▶ _EXCERPTED TEXT_
-=-=-=-=-
During a conference call, Apple executives strongly suggested that they were not happy with the efforts of the remaining big Mac clone manufacturers, most notably Motorola and Umax. The comments cast doubts on Apple's interest in continuing its licensing program.

"When Apple originally designed its licensing program back in 1994, the intent was for it to be expansionary [sic] that our developers could have a better economic proposition and our PowerPC partners, Motorola and IBM, could have a better economic proposition," explained Fred Anderson, acting CEO for Apple. "The unfortunate reality was that the clone vendors did not sell very many systems to new customers. I'd guess 99 percent of their sales represented sales to the existing customer base...That's why it really was not positive for Apple and its shareholders."

Apple is insisting that any new agreements must include a plan to expand the Mac market. Without such a plan in place, Apple says it will withhold key technologies needed for next-generation Mac systems.
-=-=-=-=-
▶ _REQUIRED TASKS_
1. Answer these questions from the passage on Apple's licensing program:
(a) Which two clone makers does the passage name as most notable?
(b) In what year did Apple first design its licensing program?
(c) What will Apple hold back if a new agreement has no plan to expand the Mac market?
2. Write out part of the passage on Apple's licensing program word for word. Begin at the words "During a conference" and stop after "its licensing program.".
The saved data entries are separate material and have nothing to do with the passage on Apple's licensing program.

[Saved data entries]
-=-=-=-=-
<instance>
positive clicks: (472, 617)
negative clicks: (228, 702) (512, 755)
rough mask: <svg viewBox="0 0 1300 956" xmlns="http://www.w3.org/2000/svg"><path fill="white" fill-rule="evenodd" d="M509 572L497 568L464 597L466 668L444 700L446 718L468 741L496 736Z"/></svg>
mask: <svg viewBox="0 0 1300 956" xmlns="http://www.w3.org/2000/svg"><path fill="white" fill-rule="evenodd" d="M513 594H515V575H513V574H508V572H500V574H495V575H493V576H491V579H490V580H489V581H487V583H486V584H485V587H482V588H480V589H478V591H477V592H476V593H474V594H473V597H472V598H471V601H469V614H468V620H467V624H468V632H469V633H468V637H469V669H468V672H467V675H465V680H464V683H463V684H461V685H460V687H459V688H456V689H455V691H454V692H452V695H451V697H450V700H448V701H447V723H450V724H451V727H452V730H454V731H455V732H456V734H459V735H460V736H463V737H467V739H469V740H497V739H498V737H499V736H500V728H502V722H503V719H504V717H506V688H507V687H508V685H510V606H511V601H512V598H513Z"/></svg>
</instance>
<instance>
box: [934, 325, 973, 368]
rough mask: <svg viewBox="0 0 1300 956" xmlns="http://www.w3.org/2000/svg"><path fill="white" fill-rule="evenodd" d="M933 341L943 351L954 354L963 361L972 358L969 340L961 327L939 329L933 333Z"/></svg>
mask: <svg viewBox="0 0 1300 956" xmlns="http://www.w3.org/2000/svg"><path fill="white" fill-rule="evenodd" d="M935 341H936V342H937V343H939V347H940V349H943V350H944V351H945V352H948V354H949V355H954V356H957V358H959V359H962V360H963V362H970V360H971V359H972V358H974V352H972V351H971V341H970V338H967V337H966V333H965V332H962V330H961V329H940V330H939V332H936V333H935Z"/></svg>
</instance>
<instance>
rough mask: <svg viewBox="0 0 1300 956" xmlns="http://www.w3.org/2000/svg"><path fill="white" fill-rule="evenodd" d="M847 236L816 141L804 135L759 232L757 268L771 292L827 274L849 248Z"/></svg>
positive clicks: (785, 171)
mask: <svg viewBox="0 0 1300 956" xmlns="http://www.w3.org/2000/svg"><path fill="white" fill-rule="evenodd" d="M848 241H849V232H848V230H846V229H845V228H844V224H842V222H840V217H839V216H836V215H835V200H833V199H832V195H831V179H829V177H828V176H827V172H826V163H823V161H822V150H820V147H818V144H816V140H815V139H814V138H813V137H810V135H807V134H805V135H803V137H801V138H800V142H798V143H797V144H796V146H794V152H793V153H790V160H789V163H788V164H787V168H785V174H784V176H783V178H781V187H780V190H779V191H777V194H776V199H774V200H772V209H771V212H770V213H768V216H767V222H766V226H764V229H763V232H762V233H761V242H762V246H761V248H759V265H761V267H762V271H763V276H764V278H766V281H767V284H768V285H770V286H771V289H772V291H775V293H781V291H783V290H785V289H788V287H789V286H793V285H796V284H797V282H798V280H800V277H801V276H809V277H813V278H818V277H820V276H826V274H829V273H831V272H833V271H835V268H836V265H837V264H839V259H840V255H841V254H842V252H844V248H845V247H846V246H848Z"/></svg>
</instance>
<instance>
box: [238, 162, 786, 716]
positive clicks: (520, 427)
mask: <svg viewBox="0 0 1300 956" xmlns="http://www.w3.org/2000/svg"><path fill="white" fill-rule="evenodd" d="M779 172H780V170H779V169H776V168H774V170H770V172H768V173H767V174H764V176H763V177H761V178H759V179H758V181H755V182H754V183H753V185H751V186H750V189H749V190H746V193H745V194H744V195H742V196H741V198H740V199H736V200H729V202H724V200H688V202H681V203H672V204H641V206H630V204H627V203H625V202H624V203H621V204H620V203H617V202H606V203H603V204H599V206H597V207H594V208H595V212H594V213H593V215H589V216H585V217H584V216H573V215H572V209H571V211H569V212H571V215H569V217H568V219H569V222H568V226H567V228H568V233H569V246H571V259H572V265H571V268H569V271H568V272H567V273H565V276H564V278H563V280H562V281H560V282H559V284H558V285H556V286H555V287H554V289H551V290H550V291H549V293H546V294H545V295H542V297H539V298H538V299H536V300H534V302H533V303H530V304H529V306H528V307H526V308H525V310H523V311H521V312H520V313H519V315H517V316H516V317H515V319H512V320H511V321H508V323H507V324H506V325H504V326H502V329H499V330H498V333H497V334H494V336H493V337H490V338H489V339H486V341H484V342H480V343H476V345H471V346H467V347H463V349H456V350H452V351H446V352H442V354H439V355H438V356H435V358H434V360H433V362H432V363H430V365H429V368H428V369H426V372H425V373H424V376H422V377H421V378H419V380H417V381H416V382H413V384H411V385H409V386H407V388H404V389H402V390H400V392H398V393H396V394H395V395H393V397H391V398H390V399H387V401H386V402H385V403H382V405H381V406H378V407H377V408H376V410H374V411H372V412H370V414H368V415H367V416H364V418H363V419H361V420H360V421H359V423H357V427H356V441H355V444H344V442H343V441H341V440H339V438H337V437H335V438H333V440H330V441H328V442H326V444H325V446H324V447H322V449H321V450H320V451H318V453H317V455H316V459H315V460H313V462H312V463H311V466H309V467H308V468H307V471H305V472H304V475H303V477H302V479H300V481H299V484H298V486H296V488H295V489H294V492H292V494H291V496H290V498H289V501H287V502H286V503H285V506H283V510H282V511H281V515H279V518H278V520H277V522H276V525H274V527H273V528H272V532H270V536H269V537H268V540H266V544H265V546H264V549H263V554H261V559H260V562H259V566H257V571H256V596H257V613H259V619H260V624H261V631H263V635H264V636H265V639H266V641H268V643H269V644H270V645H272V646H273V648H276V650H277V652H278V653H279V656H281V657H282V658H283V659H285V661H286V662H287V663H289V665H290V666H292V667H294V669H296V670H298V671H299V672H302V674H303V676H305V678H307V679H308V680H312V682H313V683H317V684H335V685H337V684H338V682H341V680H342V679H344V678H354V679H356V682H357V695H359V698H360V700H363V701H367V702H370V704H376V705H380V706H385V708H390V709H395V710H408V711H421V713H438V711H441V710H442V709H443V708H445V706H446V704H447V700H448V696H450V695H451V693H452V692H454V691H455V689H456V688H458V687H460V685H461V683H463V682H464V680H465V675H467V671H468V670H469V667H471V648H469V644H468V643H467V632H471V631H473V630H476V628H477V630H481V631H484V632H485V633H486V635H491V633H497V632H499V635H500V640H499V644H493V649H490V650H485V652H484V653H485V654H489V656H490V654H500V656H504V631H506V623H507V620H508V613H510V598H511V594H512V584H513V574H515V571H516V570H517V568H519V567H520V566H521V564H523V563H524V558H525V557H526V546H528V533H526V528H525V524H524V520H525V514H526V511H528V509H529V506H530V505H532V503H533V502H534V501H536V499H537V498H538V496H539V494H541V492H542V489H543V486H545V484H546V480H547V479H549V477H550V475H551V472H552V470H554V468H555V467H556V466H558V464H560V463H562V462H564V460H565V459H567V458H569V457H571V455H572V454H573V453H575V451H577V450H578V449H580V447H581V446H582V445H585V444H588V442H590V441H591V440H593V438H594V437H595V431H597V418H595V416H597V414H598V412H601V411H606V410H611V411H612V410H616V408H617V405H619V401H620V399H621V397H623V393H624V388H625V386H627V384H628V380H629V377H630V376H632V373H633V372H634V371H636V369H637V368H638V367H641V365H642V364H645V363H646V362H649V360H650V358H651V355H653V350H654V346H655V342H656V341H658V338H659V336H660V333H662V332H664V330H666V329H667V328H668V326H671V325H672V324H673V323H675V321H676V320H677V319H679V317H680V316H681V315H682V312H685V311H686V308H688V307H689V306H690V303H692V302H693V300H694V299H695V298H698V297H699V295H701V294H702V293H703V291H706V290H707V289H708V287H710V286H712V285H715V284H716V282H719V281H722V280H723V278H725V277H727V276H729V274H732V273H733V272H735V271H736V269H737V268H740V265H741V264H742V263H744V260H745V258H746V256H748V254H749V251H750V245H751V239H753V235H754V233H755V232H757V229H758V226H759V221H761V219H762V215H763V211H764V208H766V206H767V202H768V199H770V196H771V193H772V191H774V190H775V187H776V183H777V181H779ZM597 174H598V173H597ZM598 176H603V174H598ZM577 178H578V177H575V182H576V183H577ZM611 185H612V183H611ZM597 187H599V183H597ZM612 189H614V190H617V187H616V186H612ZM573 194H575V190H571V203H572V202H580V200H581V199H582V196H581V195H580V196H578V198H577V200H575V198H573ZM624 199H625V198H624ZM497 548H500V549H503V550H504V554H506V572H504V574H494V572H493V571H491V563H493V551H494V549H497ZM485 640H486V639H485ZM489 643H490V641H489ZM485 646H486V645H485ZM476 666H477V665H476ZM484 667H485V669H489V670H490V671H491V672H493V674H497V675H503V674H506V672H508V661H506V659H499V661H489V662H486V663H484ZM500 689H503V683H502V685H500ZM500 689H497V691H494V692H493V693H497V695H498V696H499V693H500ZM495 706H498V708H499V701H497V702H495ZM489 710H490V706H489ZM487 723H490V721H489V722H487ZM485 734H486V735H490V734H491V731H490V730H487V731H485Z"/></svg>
-=-=-=-=-
▶ _SOLUTION SET_
1.
(a) Motorola and Umax
(b) 1994
(c) Key technologies needed for next-generation Mac systems

2.
During a conference call, Apple executives strongly suggested that they were not happy with the efforts of the remaining big Mac clone manufacturers, most notably Motorola and Umax. The comments cast doubts on Apple's interest in continuing its licensing program.